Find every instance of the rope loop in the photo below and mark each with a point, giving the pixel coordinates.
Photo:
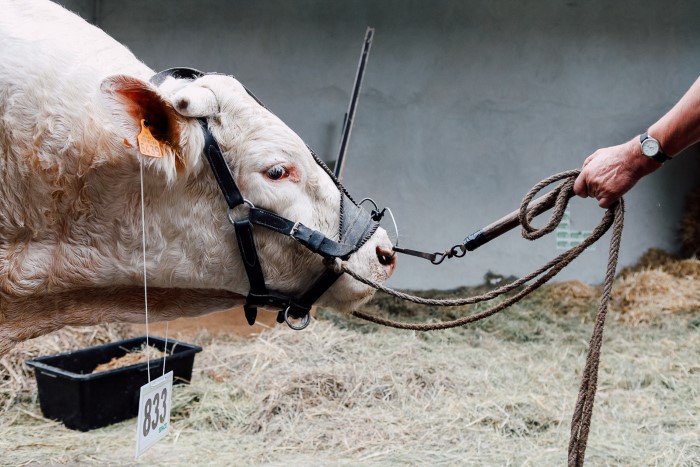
(614, 216)
(563, 191)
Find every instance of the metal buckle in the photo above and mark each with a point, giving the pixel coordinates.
(297, 327)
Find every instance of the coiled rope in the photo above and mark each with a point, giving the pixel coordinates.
(581, 420)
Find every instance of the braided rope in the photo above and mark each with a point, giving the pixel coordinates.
(581, 419)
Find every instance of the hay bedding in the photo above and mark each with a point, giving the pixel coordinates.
(497, 393)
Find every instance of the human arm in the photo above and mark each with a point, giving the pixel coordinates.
(609, 173)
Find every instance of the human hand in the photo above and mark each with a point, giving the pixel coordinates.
(609, 173)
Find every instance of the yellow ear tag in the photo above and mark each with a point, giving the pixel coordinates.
(148, 145)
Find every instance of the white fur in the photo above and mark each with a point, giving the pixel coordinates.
(70, 227)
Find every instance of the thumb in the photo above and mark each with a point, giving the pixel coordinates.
(580, 186)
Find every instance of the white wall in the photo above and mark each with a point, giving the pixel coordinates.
(466, 104)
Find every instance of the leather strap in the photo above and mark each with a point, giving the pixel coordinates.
(310, 238)
(220, 167)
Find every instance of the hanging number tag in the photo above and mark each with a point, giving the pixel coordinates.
(154, 412)
(148, 145)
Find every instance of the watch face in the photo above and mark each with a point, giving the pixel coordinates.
(650, 147)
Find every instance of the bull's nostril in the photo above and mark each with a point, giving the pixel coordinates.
(386, 257)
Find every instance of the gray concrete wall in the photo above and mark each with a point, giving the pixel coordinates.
(466, 104)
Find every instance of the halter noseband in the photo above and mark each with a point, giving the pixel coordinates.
(356, 227)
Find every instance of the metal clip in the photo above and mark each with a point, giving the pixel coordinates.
(297, 327)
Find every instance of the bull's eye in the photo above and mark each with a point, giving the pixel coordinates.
(277, 172)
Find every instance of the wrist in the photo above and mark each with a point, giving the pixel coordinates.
(642, 164)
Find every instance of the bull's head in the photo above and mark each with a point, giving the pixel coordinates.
(273, 168)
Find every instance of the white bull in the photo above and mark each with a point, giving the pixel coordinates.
(71, 103)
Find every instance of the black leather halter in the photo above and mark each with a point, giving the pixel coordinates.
(356, 227)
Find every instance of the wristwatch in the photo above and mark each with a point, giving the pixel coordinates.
(652, 148)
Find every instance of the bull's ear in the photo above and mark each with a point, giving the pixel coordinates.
(195, 101)
(132, 100)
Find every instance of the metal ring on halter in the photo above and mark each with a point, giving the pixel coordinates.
(371, 201)
(306, 320)
(229, 214)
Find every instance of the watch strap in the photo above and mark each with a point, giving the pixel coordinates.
(660, 156)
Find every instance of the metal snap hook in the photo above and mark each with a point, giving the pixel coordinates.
(230, 213)
(297, 327)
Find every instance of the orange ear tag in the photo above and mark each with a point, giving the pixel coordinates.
(148, 145)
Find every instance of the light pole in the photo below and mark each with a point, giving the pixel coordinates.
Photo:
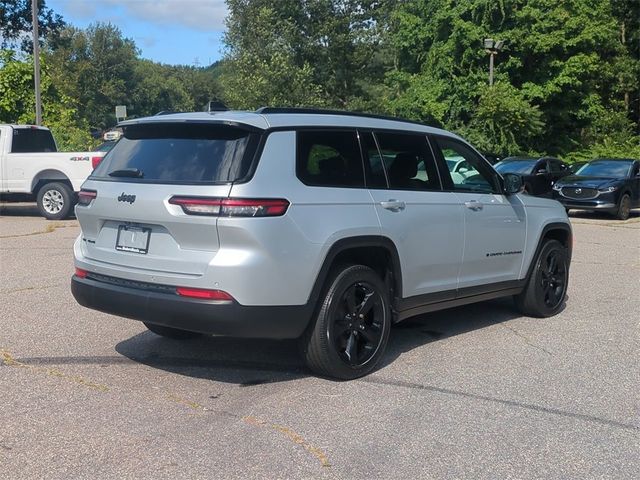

### Given exercise
Quote the data word for word, starting with the line that contains "Find every instance of the orange" and going on through the end of the data, both ends included. Leave the pictures out of your answer.

### Response below
Find every instance of the orange ear tag in the photo above and mark each with a point, giving the pixel coordinates.
(148, 145)
Find every instance of the light pole in the photo below and mark each with a point, giving the pixel coordinates.
Photo:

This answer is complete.